Although designers do not often cite a particular author’s version of a myth, videos seem to draw often on Ovid’s Metamorphoses. Other sources from Homer to Plutarch are evident as well, as detailed below. In many cases, multiple sources are combined to create a character that has a cohesive kit designed around one or two themes. This flattens the complexity of these goddesses and the relationships of the sources describing them to a certain extent. However, the simplification also makes their stories more accessible to users and, by focusing on famous or at least consistent thematic elements, helps players engage with a game environment containing at least some familiar characters.
HiRez Studios presents opportunities to connect with the reception process in addition to lore videos. Livestreamed development update shows on Twitch feature members of the R&D team, who explain the game design process behind upcoming gods, including how their lore inspired their kit. These include Q&A with Twitch viewers, giving players direct access to the creative process of reception. New playable characters are added regularly over time, and SMITE players frequently suggest new deities. A search on the Reddit community devoted to the game reveals several posts with detailed requests, including a post about adding the Dacian pantheon featuring extensive quotes from Herodotus. This feedback loop is effective; for example, the Norse god Heimdallr was requested often before his addition. This creates a relationship between audience, game design and source material that makes SMITE’s creative interaction with ancient Graeco-Roman source material more nuanced than gameplay might initially suggest. As mentioned above, the ability to show and discuss the process of design also makes SMITE useful in classrooms focusing on the reception of ancient myth. I will discuss some of the pedagogical benefits of games before discussing SMITE specifically.
Teaching ancient women through SMITE
In a definition modified with reference to Gee (2007), Plass, Homer and Kinzer (2015) and Shute and Ke (2012), game-based learning involves adapting or integrating games or game elements to instructional content with clear learning objectives for the purposes of active learning, increased student motivation, or pedagogical innovation. Video games represent a valuable avenue not only for active learning but also as a way to help students relate to course content, which is often delivered in a lecture/discussion/exam format that leaves relatively little room for creative engagement.10 Using games as teaching tools (even if there is insufficient time for students to engage in gameplay) can facilitate the creation of new learning activities and assessments, both summative and formative. Instructors may worry that teaching in this way will lead to a greater focus on fun than learning.11 Choicemaking in gameplay of games drawing on history and myth, however, or analysis of game design choices, can function as a critical tool for learning about the past.12
Instructors of classical studies have begun to embrace this in a variety of subfields, perhaps most commonly in archaeology and civilization courses.13 Immersing students in a gamified version of an ancient environment helps build a connection with material that can otherwise seem remote and invite students into formal study of a discipline which they may previously have encountered only casually via things like video games.14 Rassalle writes that debating the interpretive choices made in design and gameplay can foster conversations about aspects of the ancient world that are often difficult to teach via textual sources alone; educators can utilize the student’s ability to manipulate game elements to ‘stress the complexities of certain events of the past by giving an open-ended and unpredictable simulation’.15 Games can provide immersive access to environments in the ancient world that are not easy to access via texts or images alone.
______________________________
* Exercise objective
Please continue the passage on teaching ancient women through SMITE, starting right after its last sentence.
______________________________
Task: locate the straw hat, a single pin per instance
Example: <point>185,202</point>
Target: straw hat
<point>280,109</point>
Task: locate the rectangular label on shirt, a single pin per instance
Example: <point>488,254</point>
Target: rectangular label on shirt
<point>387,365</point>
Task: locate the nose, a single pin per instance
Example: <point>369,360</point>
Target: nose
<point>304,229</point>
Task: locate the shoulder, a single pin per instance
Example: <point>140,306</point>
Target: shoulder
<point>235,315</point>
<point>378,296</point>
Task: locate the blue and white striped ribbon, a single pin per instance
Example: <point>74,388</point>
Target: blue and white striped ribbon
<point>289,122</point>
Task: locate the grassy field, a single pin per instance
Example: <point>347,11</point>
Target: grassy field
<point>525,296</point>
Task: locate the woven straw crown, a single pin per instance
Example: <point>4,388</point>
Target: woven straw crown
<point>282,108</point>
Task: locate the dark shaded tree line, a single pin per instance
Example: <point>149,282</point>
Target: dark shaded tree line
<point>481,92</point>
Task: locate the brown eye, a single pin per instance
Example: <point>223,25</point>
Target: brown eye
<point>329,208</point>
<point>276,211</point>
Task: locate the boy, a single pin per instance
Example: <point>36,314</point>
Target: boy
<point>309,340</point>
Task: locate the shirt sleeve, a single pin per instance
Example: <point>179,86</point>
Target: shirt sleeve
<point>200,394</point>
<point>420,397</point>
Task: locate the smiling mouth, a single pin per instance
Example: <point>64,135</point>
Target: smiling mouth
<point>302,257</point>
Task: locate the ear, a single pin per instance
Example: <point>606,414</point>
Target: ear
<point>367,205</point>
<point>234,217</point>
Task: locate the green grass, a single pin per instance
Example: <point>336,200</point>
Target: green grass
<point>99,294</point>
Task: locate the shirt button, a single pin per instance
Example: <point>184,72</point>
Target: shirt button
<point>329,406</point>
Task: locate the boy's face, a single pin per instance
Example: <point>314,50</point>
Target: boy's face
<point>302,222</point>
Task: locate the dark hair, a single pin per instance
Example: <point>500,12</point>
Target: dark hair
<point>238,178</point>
______________________________
* Answer
Games also make an accessible medium for students to begin considering reception studies. Simply opening a learning activity by asking why there are so many board and video games drawing on ancient Greece and Rome, and further examining what common genres and themes exist among them, facilitates a conversation about the role of the ancient world in popular culture and the continuing importance of its study. Students can then begin to describe their own ‘previously tacit cultural knowledge’ about the past and understand their own progress and new learning about the ancient world more effectively, whether casually in class discussions or formally in written assessments.16
This teaching method helps introduce discussion about gender roles in class artifacts (whether literature or games). Teaching about women in classics is often treated as a ‘tourist topic’ that can ‘reinforce unquestioned binaries of power whereby (citizen) men act in ancient history while women (and others) are objects acted upon.’17 SMITE, whose characters are not restrained by even a loose narrative, offers a flexible tool for teaching about the characterization of women in ancient sources and in modern receptions. In SMITE, female and male characters have equal representation and no variance in power level or agency. A conversation about the possible differences this might make in the perception of gender roles for players fosters reflection about the roles women play both in ancient sources and in modern representations.
The relative transparency of the design of the goddesses also makes the conversation about reception accessible to students and models for them one approach to a creative textual interpretation. At the same time, the narrow focus of design around a particular theme allows a thorough discussion of details and different possible approaches. A popular learning activity in my myth class includes showing a 5-minute ‘Lore’ video from SMITE, accompanied by an exercise in which students are asked to reimagine the character focused on a different story element or characteristic chosen from class readings, and always yields creative results. Discussion questions can include: Why did the designers choose that particular element of a character to focus on, and not another? What was their perception of that god before coming to class, and how did it change after both reading ancient texts and analysing modern receptions? Did they think the author of a text read in class would approve of the design, and why/why not?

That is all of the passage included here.